WRITTEN INSTRUCTION - Reproduce each of the following records word for word.

Excerpts from location labeling data -
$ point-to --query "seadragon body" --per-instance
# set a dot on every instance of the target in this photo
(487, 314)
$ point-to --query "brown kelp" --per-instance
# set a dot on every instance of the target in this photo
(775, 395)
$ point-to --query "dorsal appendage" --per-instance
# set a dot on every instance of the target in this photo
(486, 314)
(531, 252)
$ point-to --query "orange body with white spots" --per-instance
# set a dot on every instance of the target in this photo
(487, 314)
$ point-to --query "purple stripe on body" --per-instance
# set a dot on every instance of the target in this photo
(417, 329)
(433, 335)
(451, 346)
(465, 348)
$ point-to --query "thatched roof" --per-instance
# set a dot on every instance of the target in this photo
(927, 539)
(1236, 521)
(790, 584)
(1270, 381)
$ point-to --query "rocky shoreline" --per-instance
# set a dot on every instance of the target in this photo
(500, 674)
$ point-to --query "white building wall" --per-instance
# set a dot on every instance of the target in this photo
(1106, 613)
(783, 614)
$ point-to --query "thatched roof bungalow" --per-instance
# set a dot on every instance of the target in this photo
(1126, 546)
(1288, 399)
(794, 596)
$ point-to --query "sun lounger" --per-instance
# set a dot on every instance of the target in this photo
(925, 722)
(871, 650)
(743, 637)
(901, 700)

RESPONSE TO THE TASK -
$ point-to --query "seadragon body" --per-instance
# set a dot on every instance of the target in this photo
(487, 314)
$ point-to --query "brown kelp" --per-instance
# set a dot on every instance of the target in this photo
(775, 395)
$ point-to --query "dorsal appendage" --per-instance
# set a dot on every instance of the target in this photo
(486, 314)
(531, 252)
$ point-to --query "orange body with white spots" --per-instance
# set a dot on every instance of the target in this photo
(487, 314)
$ point-to --query "purple stripe on body" --per-instance
# set a dot on every instance of the target in this photo
(417, 329)
(433, 335)
(451, 346)
(465, 348)
$ point-to --query "thatched roof" --per-instance
# set a dot on every instance of the target in this photo
(927, 539)
(1236, 521)
(790, 584)
(1270, 381)
$ point-to --query "rocky shoreline" --per-instance
# set a dot on every instance of the target in this photo
(500, 674)
$ point-to --query "white building wall" --per-instance
# set a dot on every instance of the target in this photo
(1106, 613)
(783, 614)
$ point-to --query "thatched roof bungalow" --per-instance
# set a dot on every instance of the target in this photo
(1126, 546)
(1288, 399)
(794, 596)
$ point-to --query "sun lounger" --per-instance
# set a dot on every instance of the target in this photo
(925, 722)
(871, 650)
(743, 637)
(901, 700)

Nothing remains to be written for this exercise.